Українська правда

"А где, ребята, у вас спектакли про Майдан?". Интервью с белорусским режиссером, создавшим спектакль об Олеге Сенцове

- 31 жовтня 2018, 07:00

6 и 7 ноября в Киеве впервые покажут спектакль Burning Doors подпольного "Белорусского свободного театра", который по всему миру рассказывает о том, как российские власти борются с людьми искусства.

Постановка состоит из трех частей.

В первой говорится о давлении на личность художника, она представлена историей участницы Pussy Riot Марии Алехиной.

Во второй о давлении на творчество, примером послужили перформансы россиянина Петра Павленского.

В третьей, посвященной украинскому режиссеру Олегу Сенцову, о давлении на тело художника.

В интервью "Украинская правда. Жизнь" режиссер Николай Халезин, который в 2011 году получил политическое убежище в Великобритании, рассказал, ради чего в спектакле актеры издеваются друг над другом и почему он не винит себя в их травмах.

Николай Халезин, режиссер "Белорусского свободного театра". 
Фото facebook/nikolai.khalezin

– Спектаклю Burning Doors уже два года. Он непосредственно касается Украины и украинца Олега Сенцова. Почему постановка доехала к нам только сейчас?

– Я бы даже немножко по-другому ставил вопрос – почему "Свободный театр" приезжает к вам только сейчас, хотя выступал уже на пяти континентах, больше чем в 40 странах, и находится совсем рядом…

Мы просто едем туда, куда зовут. Украина не звала. Я рад, что это наконец-то случится.

Насколько дорого обходятся гастроли спектакля?

Дорого. Это исчисляется десятками тысяч евро. Это большая линейка затрат.

# ЦЕЛЬ ЗАДАНИЯ
Воспроизведите без изменений фрагмент интервью с белорусским режиссером, начиная со слов «Постановка состоит из» вплоть до слов «нам только сейчас?» включительно.

# ВЫДЕРЖКИ ИЗ ЗАПИСЕЙ

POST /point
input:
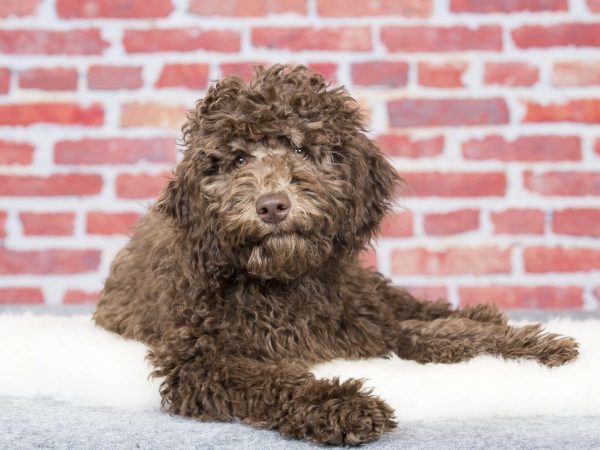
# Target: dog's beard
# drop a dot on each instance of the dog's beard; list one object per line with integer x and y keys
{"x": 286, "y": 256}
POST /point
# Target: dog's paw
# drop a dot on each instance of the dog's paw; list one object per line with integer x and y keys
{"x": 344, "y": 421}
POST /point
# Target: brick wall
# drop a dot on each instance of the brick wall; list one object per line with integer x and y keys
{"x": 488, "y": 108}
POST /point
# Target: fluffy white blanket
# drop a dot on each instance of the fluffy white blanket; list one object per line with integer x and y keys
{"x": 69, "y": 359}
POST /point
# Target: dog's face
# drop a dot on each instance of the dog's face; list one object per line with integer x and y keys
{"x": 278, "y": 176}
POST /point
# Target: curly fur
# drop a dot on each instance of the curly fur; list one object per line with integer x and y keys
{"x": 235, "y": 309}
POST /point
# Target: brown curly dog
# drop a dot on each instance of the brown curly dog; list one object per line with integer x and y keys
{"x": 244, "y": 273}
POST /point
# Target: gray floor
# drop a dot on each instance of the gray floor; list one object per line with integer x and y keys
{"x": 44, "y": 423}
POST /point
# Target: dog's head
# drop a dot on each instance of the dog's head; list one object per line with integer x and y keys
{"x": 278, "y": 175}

# ОТВЕТ
Постановка состоит из трех частей.

В первой говорится о давлении на личность художника, она представлена историей участницы Pussy Riot Марии Алехиной.

Во второй о давлении на творчество, примером послужили перформансы россиянина Петра Павленского.

В третьей, посвященной украинскому режиссеру Олегу Сенцову, о давлении на тело художника.

В интервью "Украинская правда. Жизнь" режиссер Николай Халезин, который в 2011 году получил политическое убежище в Великобритании, рассказал, ради чего в спектакле актеры издеваются друг над другом и почему он не винит себя в их травмах.

Николай Халезин, режиссер "Белорусского свободного театра". 
Фото facebook/nikolai.khalezin

– Спектаклю Burning Doors уже два года. Он непосредственно касается Украины и украинца Олега Сенцова. Почему постановка доехала к нам только сейчас?